• TEXT UNDER STUDY:
/---
Sunday, March 29, 2009

On The Job Training For New President Starting To Bother The Economist

The March 26 issue of The Economist has a piece that details some of Obama's shortcomings in office. They had endorsed his election but now they're looking back on the campaign and realizing that they were forewarned that he had no executive experience. They also now realize that he was never vetted by the media.
They seem surprised that independent voters are starting to turn against Obama and the Democrats. They also seem a little surprised his poor performance in office has given him no better popularity than Bush at the same point. They seem to be saying, "We know he f__ks up by the numbers but we don't fully understand why a rational being would ever give a Republican any serious consideration." It is both sad and funny when the media disseminate BS, have some awareness that it indeed is BS but can't stop believing their own brazen BS.
\---
• INFORMATION PROVIDED:
/---
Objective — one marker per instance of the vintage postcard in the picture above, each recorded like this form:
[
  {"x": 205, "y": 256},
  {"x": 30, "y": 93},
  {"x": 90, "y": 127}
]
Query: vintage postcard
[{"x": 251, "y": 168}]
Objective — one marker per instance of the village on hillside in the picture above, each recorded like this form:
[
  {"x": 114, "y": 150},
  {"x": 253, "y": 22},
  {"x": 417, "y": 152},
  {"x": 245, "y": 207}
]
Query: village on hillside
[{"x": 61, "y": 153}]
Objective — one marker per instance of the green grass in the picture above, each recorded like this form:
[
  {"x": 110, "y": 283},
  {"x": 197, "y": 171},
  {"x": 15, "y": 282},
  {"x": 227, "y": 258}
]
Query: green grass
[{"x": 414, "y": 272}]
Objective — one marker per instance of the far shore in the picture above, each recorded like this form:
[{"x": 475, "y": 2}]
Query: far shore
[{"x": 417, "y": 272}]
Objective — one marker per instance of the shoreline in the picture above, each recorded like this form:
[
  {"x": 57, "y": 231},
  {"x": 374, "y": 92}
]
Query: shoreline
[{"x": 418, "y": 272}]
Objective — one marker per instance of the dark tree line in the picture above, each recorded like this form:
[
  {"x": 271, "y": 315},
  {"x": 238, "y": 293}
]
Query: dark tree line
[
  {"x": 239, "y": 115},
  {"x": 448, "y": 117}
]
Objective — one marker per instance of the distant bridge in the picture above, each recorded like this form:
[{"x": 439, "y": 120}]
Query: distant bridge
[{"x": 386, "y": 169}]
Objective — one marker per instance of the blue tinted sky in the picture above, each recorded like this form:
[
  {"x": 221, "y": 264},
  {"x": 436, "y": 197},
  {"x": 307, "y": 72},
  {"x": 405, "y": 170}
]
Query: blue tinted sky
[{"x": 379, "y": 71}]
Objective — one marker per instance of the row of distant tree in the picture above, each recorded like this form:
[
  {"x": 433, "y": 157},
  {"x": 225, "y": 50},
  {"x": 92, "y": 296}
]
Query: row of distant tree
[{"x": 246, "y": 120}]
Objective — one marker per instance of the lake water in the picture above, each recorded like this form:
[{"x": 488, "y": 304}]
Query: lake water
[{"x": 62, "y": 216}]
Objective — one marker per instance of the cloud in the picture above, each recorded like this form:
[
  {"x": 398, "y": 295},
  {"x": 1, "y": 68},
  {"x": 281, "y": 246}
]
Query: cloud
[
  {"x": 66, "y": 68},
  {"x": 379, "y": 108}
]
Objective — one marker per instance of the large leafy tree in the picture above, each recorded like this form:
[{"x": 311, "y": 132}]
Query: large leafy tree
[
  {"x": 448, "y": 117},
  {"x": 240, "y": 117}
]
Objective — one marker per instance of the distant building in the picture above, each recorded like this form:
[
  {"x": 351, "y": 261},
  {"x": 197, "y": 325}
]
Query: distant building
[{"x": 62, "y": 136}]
\---
/---
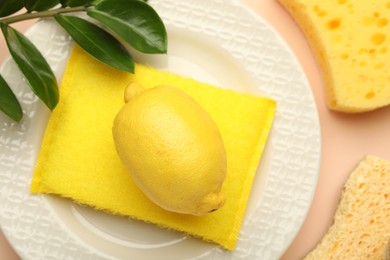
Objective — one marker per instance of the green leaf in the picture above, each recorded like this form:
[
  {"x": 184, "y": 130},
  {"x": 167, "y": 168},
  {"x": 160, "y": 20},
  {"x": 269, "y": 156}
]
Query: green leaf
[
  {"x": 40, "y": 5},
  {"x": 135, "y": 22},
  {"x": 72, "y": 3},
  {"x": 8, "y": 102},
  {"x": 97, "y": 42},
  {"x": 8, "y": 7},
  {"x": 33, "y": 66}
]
\---
• REQUIRED ACTIONS:
**A.** Summarize the post about The Economist and Obama in two sentences.
**B.** Answer these questions from the post about The Economist and Obama:
(i) Which issue of The Economist carried the piece on Obama's shortcomings?
(ii) Against whom are independent voters said to be starting to turn?
(iii) Whose popularity at the same point is Obama's compared with?
The records are not used in this exercise.

• SOLUTIONS:
**A.** The March 26 issue of The Economist, which had endorsed Obama, ran a piece on his shortcomings in office and now recognizes it was forewarned that he lacked executive experience and was never vetted by the media. The magazine seems surprised that independent voters are turning against Obama and the Democrats and that his popularity is no better than Bush's at the same point.

**B.**
(i) The March 26 issue.
(ii) Obama and the Democrats.
(iii) Bush's.